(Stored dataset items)
§

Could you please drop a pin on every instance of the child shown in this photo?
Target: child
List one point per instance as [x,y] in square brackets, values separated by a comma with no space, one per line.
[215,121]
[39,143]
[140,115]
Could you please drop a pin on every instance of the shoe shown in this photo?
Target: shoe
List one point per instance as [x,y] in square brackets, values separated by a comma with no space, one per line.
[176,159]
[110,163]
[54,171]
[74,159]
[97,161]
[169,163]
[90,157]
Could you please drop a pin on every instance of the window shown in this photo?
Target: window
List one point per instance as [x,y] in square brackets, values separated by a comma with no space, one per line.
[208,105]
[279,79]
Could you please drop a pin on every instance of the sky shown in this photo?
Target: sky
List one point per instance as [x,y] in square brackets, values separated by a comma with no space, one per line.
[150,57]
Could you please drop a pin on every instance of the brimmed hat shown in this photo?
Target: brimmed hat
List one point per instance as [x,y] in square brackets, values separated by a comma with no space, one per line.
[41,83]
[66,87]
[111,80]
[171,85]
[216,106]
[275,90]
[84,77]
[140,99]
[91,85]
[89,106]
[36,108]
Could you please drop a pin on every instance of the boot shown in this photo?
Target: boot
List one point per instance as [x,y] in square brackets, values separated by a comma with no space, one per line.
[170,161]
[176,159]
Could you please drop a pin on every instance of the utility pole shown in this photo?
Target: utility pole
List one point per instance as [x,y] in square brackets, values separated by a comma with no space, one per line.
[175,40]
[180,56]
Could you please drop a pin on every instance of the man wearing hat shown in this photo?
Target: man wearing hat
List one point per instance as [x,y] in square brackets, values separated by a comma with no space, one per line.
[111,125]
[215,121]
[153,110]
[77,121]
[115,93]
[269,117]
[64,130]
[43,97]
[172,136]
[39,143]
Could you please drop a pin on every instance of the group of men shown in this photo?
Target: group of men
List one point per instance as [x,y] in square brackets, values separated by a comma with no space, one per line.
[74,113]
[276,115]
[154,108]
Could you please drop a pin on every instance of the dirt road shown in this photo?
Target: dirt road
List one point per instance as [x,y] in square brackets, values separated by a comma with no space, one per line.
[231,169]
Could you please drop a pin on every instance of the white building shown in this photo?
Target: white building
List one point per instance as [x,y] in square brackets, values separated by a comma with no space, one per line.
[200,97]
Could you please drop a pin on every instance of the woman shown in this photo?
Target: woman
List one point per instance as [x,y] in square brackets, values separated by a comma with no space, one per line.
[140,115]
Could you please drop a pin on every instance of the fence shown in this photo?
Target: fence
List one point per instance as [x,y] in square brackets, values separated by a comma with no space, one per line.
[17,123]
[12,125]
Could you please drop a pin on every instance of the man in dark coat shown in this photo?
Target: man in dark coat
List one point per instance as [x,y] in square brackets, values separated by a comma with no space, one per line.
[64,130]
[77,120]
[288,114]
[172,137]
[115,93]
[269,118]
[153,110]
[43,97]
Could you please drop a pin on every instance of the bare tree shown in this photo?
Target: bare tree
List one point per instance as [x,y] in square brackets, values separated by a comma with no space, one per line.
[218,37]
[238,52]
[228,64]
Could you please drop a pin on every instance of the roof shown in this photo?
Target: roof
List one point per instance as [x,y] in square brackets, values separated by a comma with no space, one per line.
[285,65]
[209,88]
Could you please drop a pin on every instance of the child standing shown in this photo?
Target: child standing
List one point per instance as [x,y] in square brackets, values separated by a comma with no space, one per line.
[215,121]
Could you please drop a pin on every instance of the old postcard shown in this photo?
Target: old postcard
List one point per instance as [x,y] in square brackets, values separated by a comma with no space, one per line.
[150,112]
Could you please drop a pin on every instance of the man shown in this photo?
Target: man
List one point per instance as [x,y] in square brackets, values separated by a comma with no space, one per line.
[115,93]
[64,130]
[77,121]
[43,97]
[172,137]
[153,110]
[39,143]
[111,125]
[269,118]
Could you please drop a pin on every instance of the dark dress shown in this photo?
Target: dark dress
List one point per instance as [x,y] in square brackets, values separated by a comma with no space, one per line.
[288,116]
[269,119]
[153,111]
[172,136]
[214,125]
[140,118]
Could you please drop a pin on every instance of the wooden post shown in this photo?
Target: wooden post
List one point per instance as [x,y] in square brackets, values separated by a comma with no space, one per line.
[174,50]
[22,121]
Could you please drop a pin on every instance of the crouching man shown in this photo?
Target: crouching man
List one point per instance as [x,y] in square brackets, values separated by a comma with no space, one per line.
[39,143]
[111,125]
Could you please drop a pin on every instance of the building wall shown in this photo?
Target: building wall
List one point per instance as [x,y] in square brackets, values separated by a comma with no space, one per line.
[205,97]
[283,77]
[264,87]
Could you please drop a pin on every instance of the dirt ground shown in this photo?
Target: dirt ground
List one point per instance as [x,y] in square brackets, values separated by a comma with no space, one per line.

§

> **Work required**: Look above for the line holding "the man shown in this photo?" and the line holding "dress shown in this photo?". Retype both, and every line between them, word for word and nothing else.

> **Expected answer**:
Could you please drop a pin on every instance of the man shown in this photo?
Target: man
List one point per instance as [x,y] in square brackets, values separated by a comma with no space, one per line.
[115,93]
[64,130]
[77,121]
[43,97]
[172,137]
[153,110]
[39,143]
[111,125]
[269,118]
Could you please drop a pin on every instance of the dark dress shown in this photo?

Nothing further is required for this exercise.